For the string "smoke", state the number of lines in the data that contain it, and nothing else.

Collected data
=== Begin Enclosure ===
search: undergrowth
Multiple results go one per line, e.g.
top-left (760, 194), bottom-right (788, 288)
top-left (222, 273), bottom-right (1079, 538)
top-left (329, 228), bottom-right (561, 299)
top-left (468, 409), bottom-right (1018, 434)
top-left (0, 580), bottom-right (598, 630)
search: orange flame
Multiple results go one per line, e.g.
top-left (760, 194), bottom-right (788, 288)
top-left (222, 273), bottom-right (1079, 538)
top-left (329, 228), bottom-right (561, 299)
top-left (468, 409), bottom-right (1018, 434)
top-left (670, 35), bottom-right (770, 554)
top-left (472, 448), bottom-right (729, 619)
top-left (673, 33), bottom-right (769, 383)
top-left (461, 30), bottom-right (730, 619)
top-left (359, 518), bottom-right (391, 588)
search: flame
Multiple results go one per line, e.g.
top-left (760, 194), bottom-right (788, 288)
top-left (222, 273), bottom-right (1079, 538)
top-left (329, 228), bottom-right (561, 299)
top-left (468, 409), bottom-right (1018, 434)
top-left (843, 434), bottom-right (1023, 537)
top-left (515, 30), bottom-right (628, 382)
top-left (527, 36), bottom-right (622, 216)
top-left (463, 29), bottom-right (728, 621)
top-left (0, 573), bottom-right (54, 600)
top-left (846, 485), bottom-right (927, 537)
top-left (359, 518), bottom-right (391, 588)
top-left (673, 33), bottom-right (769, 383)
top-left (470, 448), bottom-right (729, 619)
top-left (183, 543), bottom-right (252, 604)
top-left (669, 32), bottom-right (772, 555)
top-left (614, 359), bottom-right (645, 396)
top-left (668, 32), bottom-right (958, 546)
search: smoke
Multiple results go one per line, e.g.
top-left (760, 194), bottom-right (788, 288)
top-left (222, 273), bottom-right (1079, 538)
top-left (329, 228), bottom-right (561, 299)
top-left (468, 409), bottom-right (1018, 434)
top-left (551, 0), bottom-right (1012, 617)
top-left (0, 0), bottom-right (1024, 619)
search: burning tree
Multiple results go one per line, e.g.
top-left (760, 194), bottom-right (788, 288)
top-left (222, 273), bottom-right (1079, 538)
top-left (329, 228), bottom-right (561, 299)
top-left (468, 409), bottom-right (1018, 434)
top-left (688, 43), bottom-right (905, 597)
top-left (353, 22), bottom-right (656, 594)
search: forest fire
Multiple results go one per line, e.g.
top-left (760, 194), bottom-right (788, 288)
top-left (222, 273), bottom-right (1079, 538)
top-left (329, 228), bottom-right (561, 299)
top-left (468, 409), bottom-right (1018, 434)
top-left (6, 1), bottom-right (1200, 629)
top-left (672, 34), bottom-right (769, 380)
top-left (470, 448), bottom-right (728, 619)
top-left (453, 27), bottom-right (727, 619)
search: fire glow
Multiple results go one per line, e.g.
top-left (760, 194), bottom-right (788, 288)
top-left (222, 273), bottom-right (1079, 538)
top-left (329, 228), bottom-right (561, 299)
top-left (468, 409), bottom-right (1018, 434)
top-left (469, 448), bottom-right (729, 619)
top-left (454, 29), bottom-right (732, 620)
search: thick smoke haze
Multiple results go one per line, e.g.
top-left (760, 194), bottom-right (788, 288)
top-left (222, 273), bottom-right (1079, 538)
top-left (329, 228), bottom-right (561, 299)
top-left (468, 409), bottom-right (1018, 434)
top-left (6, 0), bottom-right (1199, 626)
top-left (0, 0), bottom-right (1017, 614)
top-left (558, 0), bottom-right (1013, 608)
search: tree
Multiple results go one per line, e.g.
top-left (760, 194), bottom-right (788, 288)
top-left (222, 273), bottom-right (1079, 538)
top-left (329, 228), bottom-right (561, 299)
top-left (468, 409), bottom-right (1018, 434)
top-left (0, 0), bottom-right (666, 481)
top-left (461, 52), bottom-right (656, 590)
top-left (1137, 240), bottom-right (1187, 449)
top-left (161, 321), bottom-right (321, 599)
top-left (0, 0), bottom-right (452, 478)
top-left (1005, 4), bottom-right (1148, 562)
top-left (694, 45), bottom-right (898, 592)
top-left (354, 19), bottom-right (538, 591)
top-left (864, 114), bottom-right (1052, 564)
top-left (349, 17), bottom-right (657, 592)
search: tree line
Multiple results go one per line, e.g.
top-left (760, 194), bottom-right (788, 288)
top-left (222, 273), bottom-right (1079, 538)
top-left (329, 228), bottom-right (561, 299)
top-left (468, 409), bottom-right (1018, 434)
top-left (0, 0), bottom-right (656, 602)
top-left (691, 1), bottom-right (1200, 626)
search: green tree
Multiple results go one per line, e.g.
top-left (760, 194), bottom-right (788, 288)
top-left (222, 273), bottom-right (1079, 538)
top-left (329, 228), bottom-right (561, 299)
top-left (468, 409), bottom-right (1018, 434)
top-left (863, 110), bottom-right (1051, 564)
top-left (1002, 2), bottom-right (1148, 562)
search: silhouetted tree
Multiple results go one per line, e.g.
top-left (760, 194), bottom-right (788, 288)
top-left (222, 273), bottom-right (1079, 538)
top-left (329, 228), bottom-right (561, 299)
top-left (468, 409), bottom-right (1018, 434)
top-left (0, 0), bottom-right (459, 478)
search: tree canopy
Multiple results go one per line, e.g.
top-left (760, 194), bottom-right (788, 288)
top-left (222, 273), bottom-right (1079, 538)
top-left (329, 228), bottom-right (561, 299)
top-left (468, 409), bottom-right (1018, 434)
=== End Enclosure ===
● Output below
2